##### Material provided

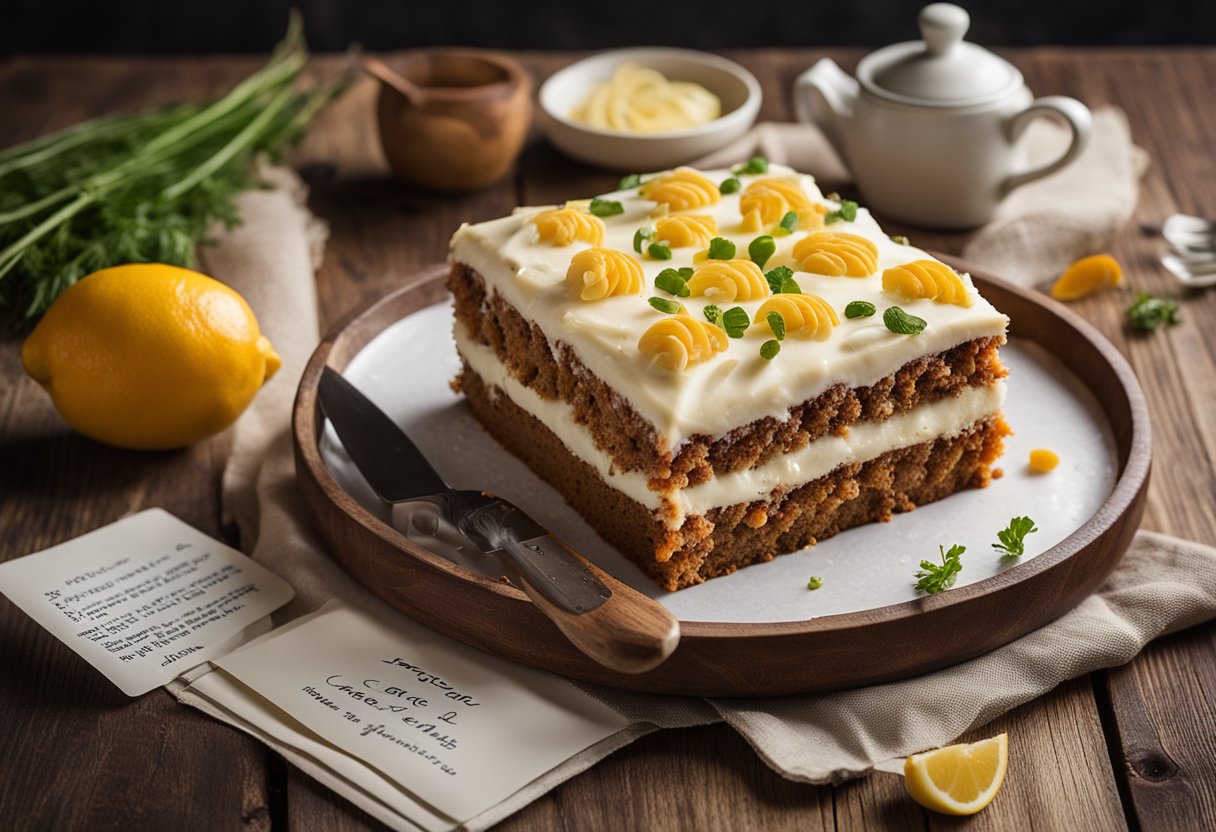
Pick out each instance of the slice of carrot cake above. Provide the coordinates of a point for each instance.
(716, 367)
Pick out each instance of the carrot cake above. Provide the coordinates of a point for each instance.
(715, 367)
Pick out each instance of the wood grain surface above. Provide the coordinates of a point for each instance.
(1130, 747)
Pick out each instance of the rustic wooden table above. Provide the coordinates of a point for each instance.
(1133, 746)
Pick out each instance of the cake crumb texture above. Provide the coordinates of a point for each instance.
(553, 371)
(733, 537)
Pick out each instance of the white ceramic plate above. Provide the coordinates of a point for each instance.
(406, 369)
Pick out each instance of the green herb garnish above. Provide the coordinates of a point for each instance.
(760, 249)
(1012, 539)
(756, 164)
(1149, 314)
(781, 281)
(935, 577)
(848, 211)
(777, 324)
(859, 309)
(721, 249)
(669, 280)
(664, 305)
(659, 251)
(736, 321)
(900, 322)
(145, 189)
(606, 207)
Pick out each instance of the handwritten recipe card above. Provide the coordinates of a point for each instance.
(457, 728)
(144, 599)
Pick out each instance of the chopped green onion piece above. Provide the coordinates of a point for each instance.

##########

__Task details__.
Write out the lines above as a JSON list of strings, with one string for each line and no blank lines. Leave the picture out.

__Exercise output__.
[
  "Pick out each instance of the slice of carrot cake above. Provide the coordinates of a point for each instance.",
  "(716, 367)",
  "Pick out each instance of the carrot cake above. Provide the coordinates of a point for each instance.",
  "(715, 367)",
  "Pick out each instance of the wood grain surface above. Provide the coordinates of a point for each instance.",
  "(1130, 747)",
  "Pick out each instance of the rustic wooden table above. Provide the coordinates of a point for each instance.",
  "(1133, 746)",
  "Pick out each instance of the cake crumb texture above. Provide the coordinates of a point for each instance.",
  "(553, 371)",
  "(733, 537)",
  "Pick out each instance of the white ceramic plate above. Provide the coordinates of a point for each instance.",
  "(406, 369)",
  "Pick out each instance of the green herb garnish above. Provide the coordinates of a point for each instance.",
  "(760, 249)",
  "(1012, 539)",
  "(756, 164)",
  "(1149, 314)",
  "(781, 281)",
  "(935, 577)",
  "(848, 211)",
  "(777, 324)",
  "(859, 309)",
  "(721, 249)",
  "(669, 280)",
  "(664, 305)",
  "(659, 251)",
  "(736, 321)",
  "(900, 322)",
  "(145, 189)",
  "(606, 207)",
  "Pick out each instance of the handwritten recipe card above. Provide the coordinates of a point for each instance.",
  "(457, 728)",
  "(144, 599)",
  "Pick out each instance of the chopped green onion piece above. Provide the coordinates of a point for each instance."
]